**ENTRIES:**

= = =

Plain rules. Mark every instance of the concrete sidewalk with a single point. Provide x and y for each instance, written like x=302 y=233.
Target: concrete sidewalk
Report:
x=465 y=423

= = =

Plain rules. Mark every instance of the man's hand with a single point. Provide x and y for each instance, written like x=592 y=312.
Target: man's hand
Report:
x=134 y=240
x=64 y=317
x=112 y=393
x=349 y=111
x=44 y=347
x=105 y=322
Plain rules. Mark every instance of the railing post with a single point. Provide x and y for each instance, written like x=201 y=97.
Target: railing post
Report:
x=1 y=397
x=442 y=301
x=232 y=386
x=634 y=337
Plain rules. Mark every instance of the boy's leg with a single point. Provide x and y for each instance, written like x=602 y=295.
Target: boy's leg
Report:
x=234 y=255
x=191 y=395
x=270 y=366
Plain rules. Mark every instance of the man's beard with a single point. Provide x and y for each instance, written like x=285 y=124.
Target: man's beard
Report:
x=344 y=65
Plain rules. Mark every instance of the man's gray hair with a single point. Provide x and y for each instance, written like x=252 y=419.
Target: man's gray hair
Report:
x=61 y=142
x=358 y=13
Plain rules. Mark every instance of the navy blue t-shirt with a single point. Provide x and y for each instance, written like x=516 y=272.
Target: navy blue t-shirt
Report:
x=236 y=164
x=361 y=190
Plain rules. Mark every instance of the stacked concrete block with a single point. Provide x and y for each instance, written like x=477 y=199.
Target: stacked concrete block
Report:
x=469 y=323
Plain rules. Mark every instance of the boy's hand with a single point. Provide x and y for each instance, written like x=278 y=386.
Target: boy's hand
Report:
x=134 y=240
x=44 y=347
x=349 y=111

= = =

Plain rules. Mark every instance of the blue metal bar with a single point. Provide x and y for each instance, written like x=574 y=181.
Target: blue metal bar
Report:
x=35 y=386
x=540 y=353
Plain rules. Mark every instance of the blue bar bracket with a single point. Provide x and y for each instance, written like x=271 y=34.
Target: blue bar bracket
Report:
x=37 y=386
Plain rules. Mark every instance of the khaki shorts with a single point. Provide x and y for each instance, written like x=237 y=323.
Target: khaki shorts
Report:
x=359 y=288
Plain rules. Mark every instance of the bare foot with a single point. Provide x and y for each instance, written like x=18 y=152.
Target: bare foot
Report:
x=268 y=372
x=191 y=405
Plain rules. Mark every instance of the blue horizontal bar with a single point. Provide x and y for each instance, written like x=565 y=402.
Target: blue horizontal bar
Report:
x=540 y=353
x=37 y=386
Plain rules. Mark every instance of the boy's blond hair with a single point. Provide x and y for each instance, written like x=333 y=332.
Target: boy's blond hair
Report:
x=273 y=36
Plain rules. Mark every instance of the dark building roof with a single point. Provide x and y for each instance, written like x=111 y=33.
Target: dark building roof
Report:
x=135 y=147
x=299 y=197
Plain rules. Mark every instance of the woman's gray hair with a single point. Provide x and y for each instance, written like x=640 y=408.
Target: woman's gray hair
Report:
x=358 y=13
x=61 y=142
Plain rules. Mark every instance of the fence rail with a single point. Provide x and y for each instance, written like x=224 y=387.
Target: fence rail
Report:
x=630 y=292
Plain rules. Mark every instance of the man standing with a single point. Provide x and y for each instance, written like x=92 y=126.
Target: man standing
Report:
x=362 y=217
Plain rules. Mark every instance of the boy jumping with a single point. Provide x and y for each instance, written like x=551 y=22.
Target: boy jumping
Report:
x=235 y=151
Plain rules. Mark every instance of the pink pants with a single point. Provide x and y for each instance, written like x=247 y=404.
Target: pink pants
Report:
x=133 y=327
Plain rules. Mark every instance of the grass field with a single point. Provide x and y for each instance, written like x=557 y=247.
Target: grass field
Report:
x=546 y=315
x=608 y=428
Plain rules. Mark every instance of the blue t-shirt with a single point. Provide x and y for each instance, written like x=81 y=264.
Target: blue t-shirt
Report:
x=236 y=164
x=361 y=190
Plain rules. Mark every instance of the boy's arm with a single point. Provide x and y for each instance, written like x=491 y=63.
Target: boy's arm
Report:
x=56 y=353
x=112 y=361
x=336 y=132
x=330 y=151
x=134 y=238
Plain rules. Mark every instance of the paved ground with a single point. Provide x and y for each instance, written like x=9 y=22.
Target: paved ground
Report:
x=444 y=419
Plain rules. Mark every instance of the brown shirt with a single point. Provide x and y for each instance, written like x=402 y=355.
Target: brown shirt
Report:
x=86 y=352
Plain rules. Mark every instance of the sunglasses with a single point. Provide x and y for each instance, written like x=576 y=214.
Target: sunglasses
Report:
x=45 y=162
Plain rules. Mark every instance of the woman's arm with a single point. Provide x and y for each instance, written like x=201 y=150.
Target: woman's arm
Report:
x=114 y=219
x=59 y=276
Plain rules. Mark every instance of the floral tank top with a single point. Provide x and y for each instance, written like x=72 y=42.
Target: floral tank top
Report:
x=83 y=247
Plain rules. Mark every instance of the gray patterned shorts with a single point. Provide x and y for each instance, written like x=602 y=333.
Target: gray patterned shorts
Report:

= = =

Reproduce word for word the lines of the entries above, from the line containing "Plain rules. Mark every instance of the man's hand" through the line containing "x=634 y=337". Include both of those lines and nothing else.

**RESULT OF THE EXERCISE:**
Plain rules. Mark every instance of the man's hand with a single point. Provide x and y for each instance, written like x=592 y=312.
Target: man's hand
Report:
x=134 y=240
x=64 y=317
x=112 y=393
x=349 y=111
x=44 y=347
x=105 y=322
Plain rules. Mark every instance of the railing post with a single point. Provide x and y for each instance, written like x=201 y=97.
Target: railing post
Report:
x=1 y=397
x=442 y=301
x=232 y=386
x=634 y=337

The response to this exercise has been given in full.